Data under study
=== Begin Enclosure ===

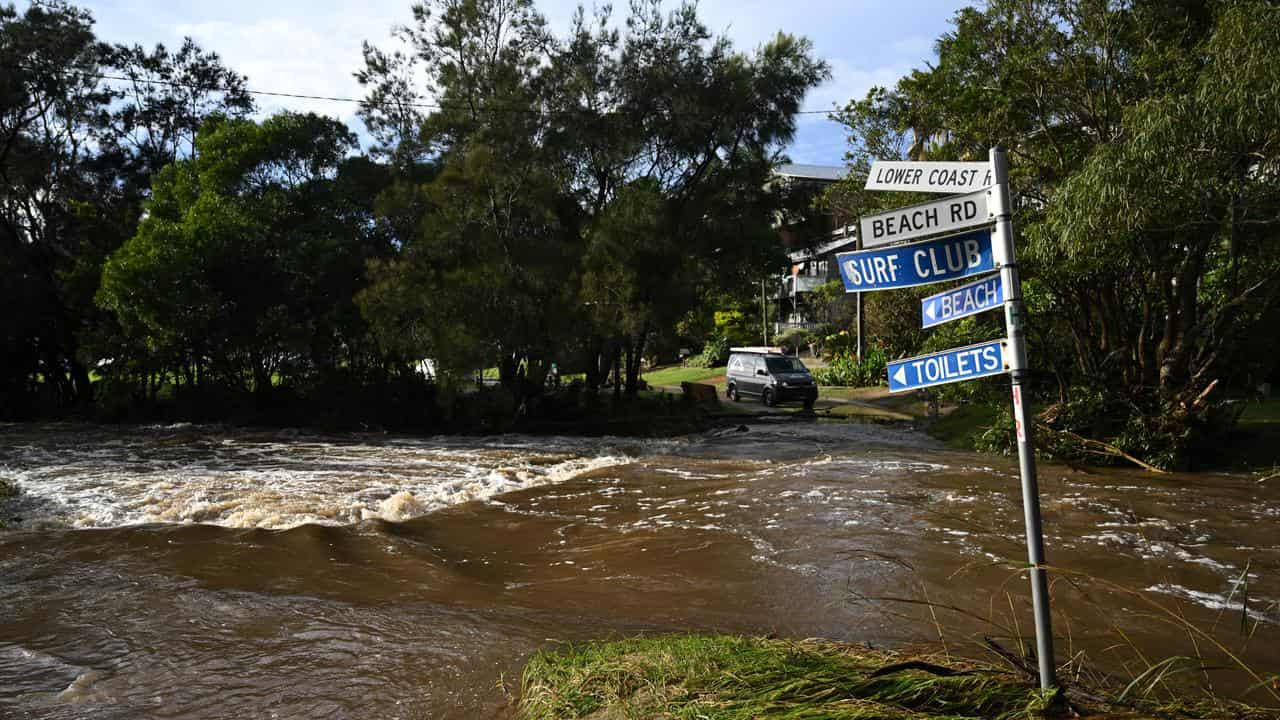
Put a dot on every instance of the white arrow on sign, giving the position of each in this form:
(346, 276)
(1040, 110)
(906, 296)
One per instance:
(926, 218)
(929, 177)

=== End Enclosure ===

What this task involves
What the response needs is every entry, repeated exactly, and none of the pictures.

Response to the exercise
Put a dot on every instance of the white arrow on sign, giving the position of each in this form:
(346, 276)
(1040, 110)
(906, 296)
One per instance:
(926, 218)
(929, 177)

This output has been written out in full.